What the task requires: Make a verbatim copy of the entries below; pictures stay out.

Annotated photo localization data:
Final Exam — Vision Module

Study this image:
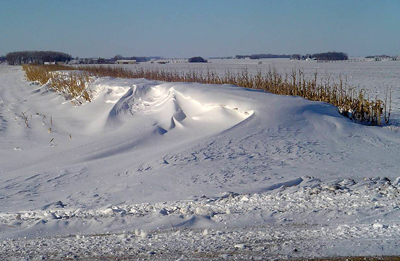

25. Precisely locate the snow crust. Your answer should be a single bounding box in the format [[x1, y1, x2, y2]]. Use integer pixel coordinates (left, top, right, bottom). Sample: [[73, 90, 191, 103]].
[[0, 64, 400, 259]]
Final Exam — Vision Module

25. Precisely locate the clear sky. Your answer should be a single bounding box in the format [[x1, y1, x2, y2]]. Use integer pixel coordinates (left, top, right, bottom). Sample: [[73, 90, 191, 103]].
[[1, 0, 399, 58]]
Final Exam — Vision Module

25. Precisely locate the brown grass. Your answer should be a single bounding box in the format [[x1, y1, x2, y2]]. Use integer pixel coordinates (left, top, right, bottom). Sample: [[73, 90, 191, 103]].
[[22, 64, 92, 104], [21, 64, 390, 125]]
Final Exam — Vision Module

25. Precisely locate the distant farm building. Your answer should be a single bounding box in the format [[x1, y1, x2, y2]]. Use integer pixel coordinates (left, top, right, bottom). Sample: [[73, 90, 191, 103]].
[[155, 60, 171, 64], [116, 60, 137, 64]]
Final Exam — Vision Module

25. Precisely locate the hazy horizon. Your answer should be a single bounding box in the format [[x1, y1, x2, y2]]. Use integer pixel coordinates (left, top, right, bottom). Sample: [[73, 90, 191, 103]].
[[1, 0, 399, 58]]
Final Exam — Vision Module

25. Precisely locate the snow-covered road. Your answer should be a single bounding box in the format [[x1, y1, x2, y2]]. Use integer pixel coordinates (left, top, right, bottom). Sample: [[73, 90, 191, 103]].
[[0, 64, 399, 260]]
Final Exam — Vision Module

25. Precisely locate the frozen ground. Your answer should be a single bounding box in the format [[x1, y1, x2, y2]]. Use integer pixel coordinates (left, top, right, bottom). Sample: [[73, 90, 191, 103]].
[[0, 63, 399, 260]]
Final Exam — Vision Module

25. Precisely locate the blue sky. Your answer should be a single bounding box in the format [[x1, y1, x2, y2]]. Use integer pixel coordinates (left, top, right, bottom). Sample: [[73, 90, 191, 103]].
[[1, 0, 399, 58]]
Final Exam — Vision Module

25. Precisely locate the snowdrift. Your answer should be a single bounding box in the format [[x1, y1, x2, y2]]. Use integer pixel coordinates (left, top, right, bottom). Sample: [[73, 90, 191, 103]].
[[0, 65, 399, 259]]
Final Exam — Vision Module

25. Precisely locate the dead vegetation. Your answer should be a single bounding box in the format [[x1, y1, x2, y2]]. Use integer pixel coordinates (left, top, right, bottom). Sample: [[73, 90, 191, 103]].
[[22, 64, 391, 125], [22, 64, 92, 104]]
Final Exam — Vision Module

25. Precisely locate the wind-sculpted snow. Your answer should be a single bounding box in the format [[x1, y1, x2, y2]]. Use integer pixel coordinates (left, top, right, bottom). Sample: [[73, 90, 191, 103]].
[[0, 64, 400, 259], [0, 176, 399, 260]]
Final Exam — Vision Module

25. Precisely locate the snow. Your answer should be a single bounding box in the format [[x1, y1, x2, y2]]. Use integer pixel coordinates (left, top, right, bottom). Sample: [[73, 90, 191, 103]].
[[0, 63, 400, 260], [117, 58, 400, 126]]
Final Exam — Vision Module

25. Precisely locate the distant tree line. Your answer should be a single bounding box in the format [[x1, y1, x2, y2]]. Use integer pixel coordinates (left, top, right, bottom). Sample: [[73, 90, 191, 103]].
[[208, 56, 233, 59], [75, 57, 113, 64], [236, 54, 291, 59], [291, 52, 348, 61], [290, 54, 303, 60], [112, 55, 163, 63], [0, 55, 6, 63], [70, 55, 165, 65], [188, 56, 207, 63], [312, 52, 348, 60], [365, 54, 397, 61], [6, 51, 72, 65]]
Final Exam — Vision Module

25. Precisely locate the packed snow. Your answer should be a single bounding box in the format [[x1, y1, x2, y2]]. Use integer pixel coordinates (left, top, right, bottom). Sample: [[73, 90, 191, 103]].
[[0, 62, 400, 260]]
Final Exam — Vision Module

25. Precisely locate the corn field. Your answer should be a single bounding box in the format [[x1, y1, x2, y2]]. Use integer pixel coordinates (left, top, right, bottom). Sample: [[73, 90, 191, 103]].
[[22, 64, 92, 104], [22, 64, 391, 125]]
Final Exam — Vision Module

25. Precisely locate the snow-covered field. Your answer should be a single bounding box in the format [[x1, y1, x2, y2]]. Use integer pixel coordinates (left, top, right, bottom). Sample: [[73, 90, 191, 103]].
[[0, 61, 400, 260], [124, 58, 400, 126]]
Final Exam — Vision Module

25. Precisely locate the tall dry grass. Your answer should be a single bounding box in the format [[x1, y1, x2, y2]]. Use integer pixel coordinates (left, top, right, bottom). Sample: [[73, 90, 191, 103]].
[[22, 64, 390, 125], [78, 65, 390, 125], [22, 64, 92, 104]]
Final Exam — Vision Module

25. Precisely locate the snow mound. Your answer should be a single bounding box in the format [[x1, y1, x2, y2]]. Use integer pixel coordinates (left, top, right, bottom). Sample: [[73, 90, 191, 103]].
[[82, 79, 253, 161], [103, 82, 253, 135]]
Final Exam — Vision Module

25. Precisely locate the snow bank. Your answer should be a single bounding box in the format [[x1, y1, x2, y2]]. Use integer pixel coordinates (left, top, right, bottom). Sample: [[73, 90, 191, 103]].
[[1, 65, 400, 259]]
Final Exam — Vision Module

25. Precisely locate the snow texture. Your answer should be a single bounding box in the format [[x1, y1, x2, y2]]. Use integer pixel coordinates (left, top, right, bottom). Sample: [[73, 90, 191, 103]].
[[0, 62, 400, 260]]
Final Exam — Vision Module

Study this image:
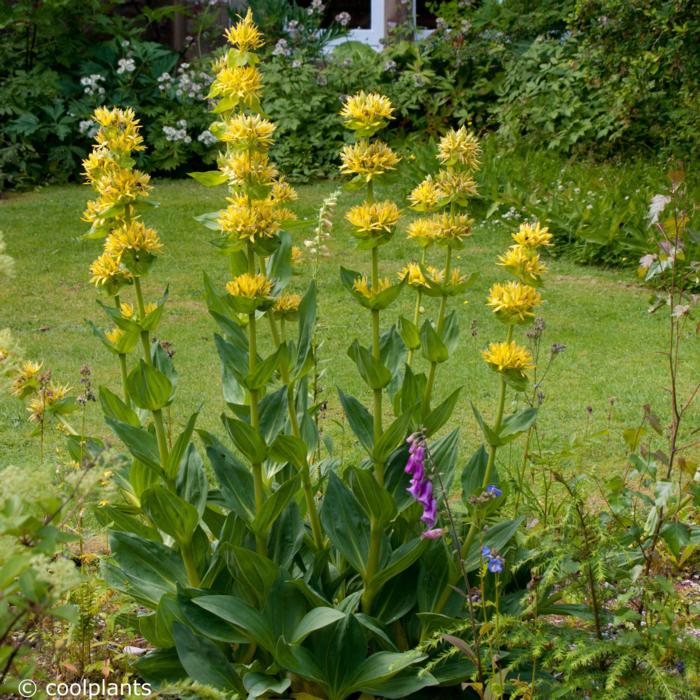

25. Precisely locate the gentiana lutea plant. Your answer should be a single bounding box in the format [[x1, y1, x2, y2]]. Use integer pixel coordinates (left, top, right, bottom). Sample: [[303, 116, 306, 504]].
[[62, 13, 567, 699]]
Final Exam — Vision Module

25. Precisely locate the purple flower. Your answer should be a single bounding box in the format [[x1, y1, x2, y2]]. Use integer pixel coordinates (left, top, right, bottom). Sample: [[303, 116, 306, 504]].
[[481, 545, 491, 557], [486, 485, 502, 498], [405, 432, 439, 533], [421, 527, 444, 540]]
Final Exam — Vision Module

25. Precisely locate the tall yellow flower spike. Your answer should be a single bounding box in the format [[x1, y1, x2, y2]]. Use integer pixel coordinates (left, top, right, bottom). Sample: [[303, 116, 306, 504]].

Result of this task:
Final Exam — Vision Module

Study this image:

25. Precisely locate the snow crust. Your answer should be a single bounding box in the format [[x1, y1, x2, y2]]. Use integer pixel coordinates (left, top, right, bottom). Sample: [[73, 90, 191, 103]].
[[0, 64, 400, 259]]
Final Exam — Vision Module

25. Precisely locate the clear sky. Your answer should be a single bounding box in the format [[x1, y1, x2, y2]]. Use integer pixel coordinates (left, top, right, bottom). Sample: [[73, 90, 191, 103]].
[[1, 0, 399, 58]]
Final Exam — Vision Module

25. Precisely locate the brown grass. Your answer should be a single bounding box in the format [[x1, y1, x2, y2]]. Use integer pixel coordinates (left, top, right, bottom). Sample: [[73, 90, 191, 103]].
[[22, 64, 92, 104], [21, 64, 390, 125]]
Final Exam — Vision Module

25. Precisely locate the distant farm building. Your answer should be a single bounding box in the format [[x1, y1, x2, y2]]. Use integer pixel coordinates (left, top, right, bottom). Sample: [[73, 90, 191, 103]].
[[155, 60, 171, 64], [116, 60, 137, 64]]
Final Exam — Vision Module

25. Precisely locate the hazy horizon. Your answer should be a single bounding box in the format [[x1, y1, x2, y2]]. Use integer pixel coordinates (left, top, right, bottom). Sample: [[73, 90, 191, 103]].
[[1, 0, 399, 58]]
Final Exam — Vision Module

25. Precisely locate the snow-covered road. Your answer should be a single bounding box in the format [[x1, y1, x2, y2]]. Use integer pixel coordinates (left, top, right, bottom). Sample: [[73, 90, 191, 103]].
[[0, 64, 399, 260]]
Final Exam — Vision Module

25. Precisely locate the frozen ground. Your answer should be a single bounding box in the format [[x1, y1, x2, y2]]. Use integer pixel coordinates (left, top, right, bottom). Sample: [[73, 90, 191, 103]].
[[0, 63, 399, 260]]
Final Exam — Vision Module

25. Precisely locate the blue sky. Your answer should be a single bounding box in the format [[x1, y1, x2, y2]]. Use integer pixel coordinates (left, top, right, bottom). Sample: [[73, 90, 191, 103]].
[[1, 0, 399, 58]]
Final Exam — Vision Module

25. Precisely locate the snowdrift. Your answer should be a single bounding box in the format [[x1, y1, x2, y2]]. Use integer pixel coordinates (left, top, right, bottom). Sample: [[73, 90, 191, 103]].
[[0, 65, 399, 259]]
Final Exam — Vision Module

25. Precisely locate the dead vegetation. Your answer should be a single bounding box in the format [[x1, y1, x2, y2]]. Use integer pixel coordinates (left, top, right, bottom). Sample: [[73, 90, 191, 103]].
[[22, 64, 391, 125], [22, 64, 92, 104]]
Final Exam — Vision Module

25. Precisely locate the wind-sculpted snow. Your answer should be a single bounding box in the format [[x1, y1, x2, y2]]. Use integer pixel coordinates (left, top, right, bottom). Sample: [[73, 90, 191, 103]].
[[0, 64, 400, 259], [0, 176, 399, 260]]
Final Exam — Vision Module

25. Precisely locate the snow. Your answer should be a single bounding box in the format [[x1, y1, x2, y2]]. Use integer pixel coordinates (left, top, right, bottom). Sample: [[73, 90, 191, 103]].
[[0, 63, 400, 260], [117, 58, 400, 126]]
Final Exam — Vision Module

25. Precisely locate the distant tree line. Your answer should be a single bounding box in the format [[x1, y1, x2, y2]]. Use integer pixel coordinates (left, top, right, bottom). Sample: [[73, 90, 191, 103]].
[[208, 56, 233, 59], [75, 57, 113, 64], [236, 54, 291, 59], [291, 52, 348, 61], [290, 54, 303, 60], [112, 55, 163, 63], [0, 55, 6, 63], [70, 55, 165, 65], [188, 56, 207, 63], [312, 52, 348, 60], [365, 54, 397, 61], [6, 51, 72, 65]]
Final Exam — Vision Module

25. Precisely locate the packed snow. Your answer should be a single bounding box in the format [[x1, y1, x2, y2]]. Use integer pixel coordinates (left, top, right, bottom). Sample: [[73, 90, 191, 103]].
[[0, 62, 400, 260]]
Final Exam — Vision Module

25. Precisely locate the corn field. Your answer should be a single bounding box in the format [[x1, y1, x2, y2]]. Use integer pixel coordinates (left, top, right, bottom). Sample: [[73, 90, 191, 103]].
[[22, 64, 92, 104], [22, 64, 391, 125]]
Final Exam — Vision Module

25. Precisely locate the snow-covered field. Your answer should be a single bounding box in the format [[x1, y1, x2, y2]]. Use integer pixel coordinates (left, top, right, bottom). Sample: [[73, 90, 191, 103]].
[[0, 61, 400, 260], [124, 58, 400, 126]]
Final Exam — Vision Module

25. Precisely locate the tall dry grass. Your answer should be a single bounding box in the format [[x1, y1, x2, y2]]. Use integer pixel coordinates (left, top, right, bottom). Sample: [[73, 90, 191, 103]].
[[22, 64, 390, 125], [78, 65, 390, 125], [22, 64, 92, 104]]
Final Exam — Vision Module

25. Precisely locate the snow mound. Your answer should be a single bounding box in the format [[x1, y1, x2, y2]]. Use integer pixel coordinates (left, top, right, bottom). Sample: [[73, 90, 191, 103]].
[[82, 79, 253, 161], [103, 82, 253, 135]]
Final Exam — Vision Module

25. Precisely locate the snow bank. Your answer should be a single bounding box in the format [[x1, y1, x2, y2]]. Use integer pixel coordinates (left, top, right, bottom). Sample: [[73, 90, 191, 103]].
[[1, 65, 400, 259]]
Final Exam — Vision Module

25. Precisely locate the snow texture. Your answer should be a single bounding box in the format [[x1, y1, x2, y2]]. Use integer pixel coordinates (left, top, right, bottom). Sample: [[73, 90, 191, 103]].
[[0, 62, 400, 260]]
Final Exam — Vision Module

Study this image:

25. Precisely locate the gentiana lutea plant. Your answer should be a single bounding box in the format [[x1, y1, x2, y2]]. Use integer pixel coordinates (left, top, right, bottom). Sample: [[303, 116, 306, 504]].
[[62, 13, 567, 699]]
Final Exam — Vision Module

25. Precisely locate the purple flower. Your answer should be a single bounding box in the format [[x1, y1, x2, y2]]. Use integer pixel coordinates (left, top, right, bottom). Sample: [[303, 116, 306, 504]].
[[481, 545, 491, 557], [486, 485, 502, 498], [405, 432, 439, 533], [421, 527, 444, 540]]
Final Exam — Vision Module

25. Precisely locate the tall yellow flower spike. Your answer should be a single bounding box in the format [[x1, y1, x2, y2]]. Use integer pixel coordinates (left, top, right, bottom). Sample: [[303, 116, 306, 504]].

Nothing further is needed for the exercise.